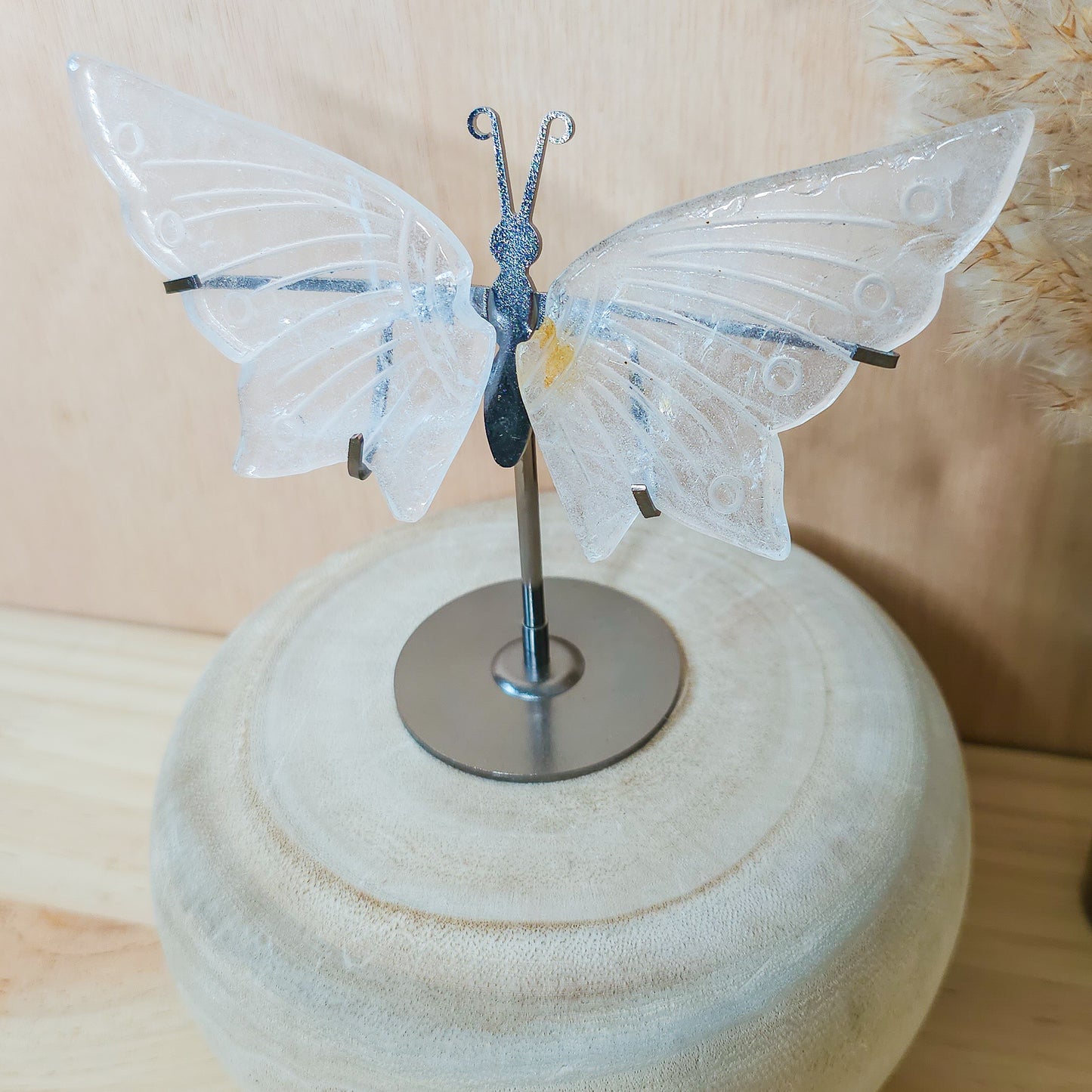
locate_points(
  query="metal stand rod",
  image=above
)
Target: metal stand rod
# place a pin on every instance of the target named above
(535, 630)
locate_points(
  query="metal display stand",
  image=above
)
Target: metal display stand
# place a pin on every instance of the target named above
(527, 704)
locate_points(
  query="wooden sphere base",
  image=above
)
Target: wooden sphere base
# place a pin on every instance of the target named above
(763, 898)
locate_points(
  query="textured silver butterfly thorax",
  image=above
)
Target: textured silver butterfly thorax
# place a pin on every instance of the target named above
(511, 302)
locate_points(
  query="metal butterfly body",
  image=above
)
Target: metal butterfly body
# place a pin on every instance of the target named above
(667, 357)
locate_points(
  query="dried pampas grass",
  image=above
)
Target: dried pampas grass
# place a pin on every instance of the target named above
(1029, 283)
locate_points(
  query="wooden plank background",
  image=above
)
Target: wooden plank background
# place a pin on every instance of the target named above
(933, 486)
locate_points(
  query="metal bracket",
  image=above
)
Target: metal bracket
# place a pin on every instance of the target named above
(357, 468)
(645, 503)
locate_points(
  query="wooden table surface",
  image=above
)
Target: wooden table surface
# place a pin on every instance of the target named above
(85, 1001)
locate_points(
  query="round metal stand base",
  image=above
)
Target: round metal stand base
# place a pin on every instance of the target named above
(616, 673)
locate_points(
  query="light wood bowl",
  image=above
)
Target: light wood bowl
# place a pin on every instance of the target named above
(763, 898)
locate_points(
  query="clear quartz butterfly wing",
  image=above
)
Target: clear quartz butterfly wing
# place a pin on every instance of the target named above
(352, 311)
(672, 353)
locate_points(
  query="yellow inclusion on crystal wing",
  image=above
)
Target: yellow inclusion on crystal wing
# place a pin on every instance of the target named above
(558, 354)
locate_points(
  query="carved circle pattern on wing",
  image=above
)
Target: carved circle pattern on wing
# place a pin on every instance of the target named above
(874, 295)
(129, 140)
(171, 228)
(726, 493)
(922, 203)
(783, 375)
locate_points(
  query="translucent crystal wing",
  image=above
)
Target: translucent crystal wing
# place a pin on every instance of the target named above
(345, 302)
(672, 353)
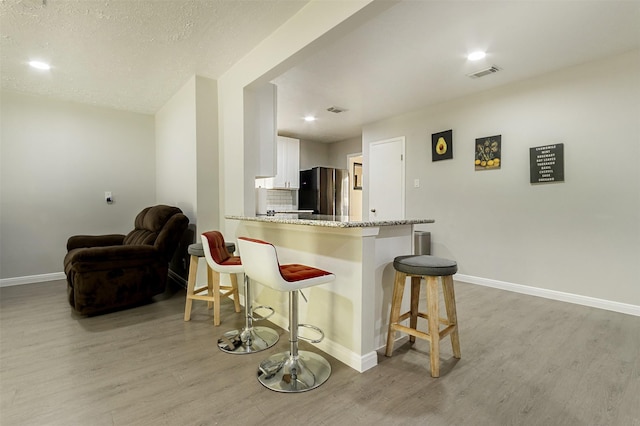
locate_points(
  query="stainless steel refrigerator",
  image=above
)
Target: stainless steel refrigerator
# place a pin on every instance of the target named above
(325, 191)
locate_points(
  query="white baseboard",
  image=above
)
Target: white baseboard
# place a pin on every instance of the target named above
(623, 308)
(30, 279)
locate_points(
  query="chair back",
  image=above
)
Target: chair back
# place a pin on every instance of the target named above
(160, 226)
(217, 255)
(260, 261)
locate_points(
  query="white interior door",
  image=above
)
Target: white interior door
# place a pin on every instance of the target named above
(386, 179)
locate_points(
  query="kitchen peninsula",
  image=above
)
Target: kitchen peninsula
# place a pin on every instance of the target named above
(353, 310)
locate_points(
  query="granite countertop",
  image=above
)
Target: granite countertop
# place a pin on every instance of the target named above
(327, 221)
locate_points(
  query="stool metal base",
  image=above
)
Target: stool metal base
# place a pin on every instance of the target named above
(284, 373)
(245, 341)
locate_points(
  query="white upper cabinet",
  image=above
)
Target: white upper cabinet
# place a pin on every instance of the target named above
(287, 165)
(260, 112)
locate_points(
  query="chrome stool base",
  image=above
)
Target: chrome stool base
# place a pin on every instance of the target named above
(283, 373)
(246, 341)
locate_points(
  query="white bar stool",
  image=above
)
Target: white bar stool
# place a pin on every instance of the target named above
(293, 370)
(250, 339)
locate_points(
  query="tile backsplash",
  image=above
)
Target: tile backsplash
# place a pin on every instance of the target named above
(281, 199)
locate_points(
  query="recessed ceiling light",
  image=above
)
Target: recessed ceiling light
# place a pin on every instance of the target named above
(40, 65)
(474, 56)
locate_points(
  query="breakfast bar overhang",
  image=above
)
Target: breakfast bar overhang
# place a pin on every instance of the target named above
(352, 311)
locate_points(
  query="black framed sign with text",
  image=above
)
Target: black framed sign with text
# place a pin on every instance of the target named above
(546, 163)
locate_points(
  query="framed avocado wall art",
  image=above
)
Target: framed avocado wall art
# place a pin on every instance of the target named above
(488, 153)
(442, 145)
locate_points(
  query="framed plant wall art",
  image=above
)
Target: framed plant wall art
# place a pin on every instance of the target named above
(442, 145)
(488, 153)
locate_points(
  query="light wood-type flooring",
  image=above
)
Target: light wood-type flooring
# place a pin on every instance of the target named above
(525, 361)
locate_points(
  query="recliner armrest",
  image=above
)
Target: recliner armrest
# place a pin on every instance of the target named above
(79, 241)
(106, 258)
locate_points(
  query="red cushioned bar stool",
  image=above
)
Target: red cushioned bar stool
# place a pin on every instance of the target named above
(434, 270)
(251, 338)
(293, 370)
(213, 288)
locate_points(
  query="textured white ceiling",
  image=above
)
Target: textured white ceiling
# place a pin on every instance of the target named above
(128, 54)
(135, 54)
(413, 55)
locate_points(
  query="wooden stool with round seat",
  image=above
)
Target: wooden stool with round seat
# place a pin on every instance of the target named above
(293, 370)
(434, 270)
(213, 287)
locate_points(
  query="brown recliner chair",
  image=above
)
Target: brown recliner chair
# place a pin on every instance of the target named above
(109, 272)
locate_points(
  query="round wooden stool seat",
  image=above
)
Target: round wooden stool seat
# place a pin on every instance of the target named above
(425, 265)
(434, 270)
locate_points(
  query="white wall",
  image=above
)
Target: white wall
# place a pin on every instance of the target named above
(313, 154)
(275, 54)
(176, 147)
(58, 158)
(187, 152)
(338, 151)
(581, 236)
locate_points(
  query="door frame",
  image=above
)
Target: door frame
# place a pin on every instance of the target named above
(368, 171)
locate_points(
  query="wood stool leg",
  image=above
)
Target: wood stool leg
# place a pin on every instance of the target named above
(396, 302)
(191, 282)
(434, 325)
(234, 291)
(450, 305)
(415, 298)
(210, 287)
(214, 278)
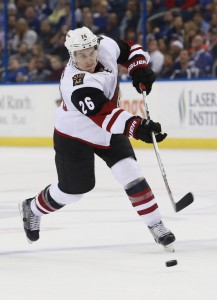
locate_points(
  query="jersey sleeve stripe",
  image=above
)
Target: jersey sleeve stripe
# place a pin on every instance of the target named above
(113, 119)
(138, 52)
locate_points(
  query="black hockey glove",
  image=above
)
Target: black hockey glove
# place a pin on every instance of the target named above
(140, 129)
(144, 75)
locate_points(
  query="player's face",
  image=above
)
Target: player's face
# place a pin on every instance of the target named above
(86, 59)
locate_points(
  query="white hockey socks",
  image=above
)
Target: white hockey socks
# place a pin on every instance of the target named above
(52, 199)
(128, 173)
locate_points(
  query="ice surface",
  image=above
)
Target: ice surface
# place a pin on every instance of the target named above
(98, 248)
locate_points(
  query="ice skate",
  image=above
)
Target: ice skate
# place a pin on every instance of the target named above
(163, 236)
(31, 223)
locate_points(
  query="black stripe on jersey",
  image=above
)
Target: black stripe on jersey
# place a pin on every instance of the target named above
(124, 53)
(89, 101)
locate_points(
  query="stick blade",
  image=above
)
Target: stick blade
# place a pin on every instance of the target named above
(184, 202)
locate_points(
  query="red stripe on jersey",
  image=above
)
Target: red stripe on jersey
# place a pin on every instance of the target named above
(43, 204)
(103, 113)
(115, 97)
(113, 119)
(147, 210)
(139, 194)
(143, 201)
(42, 211)
(129, 43)
(77, 139)
(135, 49)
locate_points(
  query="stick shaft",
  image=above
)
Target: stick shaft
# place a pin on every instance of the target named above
(157, 152)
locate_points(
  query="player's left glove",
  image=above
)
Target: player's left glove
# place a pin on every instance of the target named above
(144, 75)
(140, 129)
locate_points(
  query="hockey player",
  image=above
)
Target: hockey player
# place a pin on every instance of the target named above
(89, 122)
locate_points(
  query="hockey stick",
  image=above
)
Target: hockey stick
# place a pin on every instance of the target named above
(188, 198)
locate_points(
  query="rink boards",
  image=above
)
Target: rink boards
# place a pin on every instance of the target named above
(187, 111)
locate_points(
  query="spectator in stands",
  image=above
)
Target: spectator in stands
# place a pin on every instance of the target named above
(59, 48)
(42, 9)
(130, 19)
(156, 57)
(100, 18)
(66, 19)
(58, 13)
(213, 43)
(21, 6)
(87, 21)
(15, 70)
(198, 20)
(32, 18)
(213, 22)
(57, 68)
(183, 69)
(23, 54)
(40, 74)
(175, 49)
(201, 58)
(37, 51)
(31, 67)
(190, 29)
(112, 29)
(162, 46)
(167, 69)
(11, 30)
(166, 23)
(131, 35)
(176, 32)
(23, 34)
(46, 33)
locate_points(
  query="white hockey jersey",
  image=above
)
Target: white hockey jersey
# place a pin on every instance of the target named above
(89, 110)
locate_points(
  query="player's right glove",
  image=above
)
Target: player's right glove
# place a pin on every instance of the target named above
(140, 129)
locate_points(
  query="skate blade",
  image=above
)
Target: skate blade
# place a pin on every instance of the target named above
(21, 214)
(169, 248)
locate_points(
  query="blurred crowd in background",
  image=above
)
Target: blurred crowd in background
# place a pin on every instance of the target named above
(181, 36)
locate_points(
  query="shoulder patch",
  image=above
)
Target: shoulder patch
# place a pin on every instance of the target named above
(78, 79)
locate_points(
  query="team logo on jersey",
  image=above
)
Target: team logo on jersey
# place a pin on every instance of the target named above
(78, 79)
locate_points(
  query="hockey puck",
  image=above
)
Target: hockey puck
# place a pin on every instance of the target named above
(171, 263)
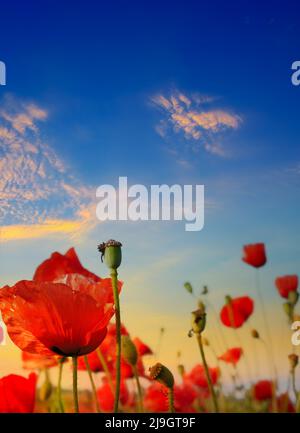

━━━━━━━━━━

TASK STATEMENT:
Where the word "crystal" shows up in a line of the listing, return that line.

ANSWER TO THIS EXERCISE:
  query="yellow inclusion on crystal wing",
Target: yellow inclusion on crystal wing
  query="translucent crystal wing",
Target: translucent crystal wing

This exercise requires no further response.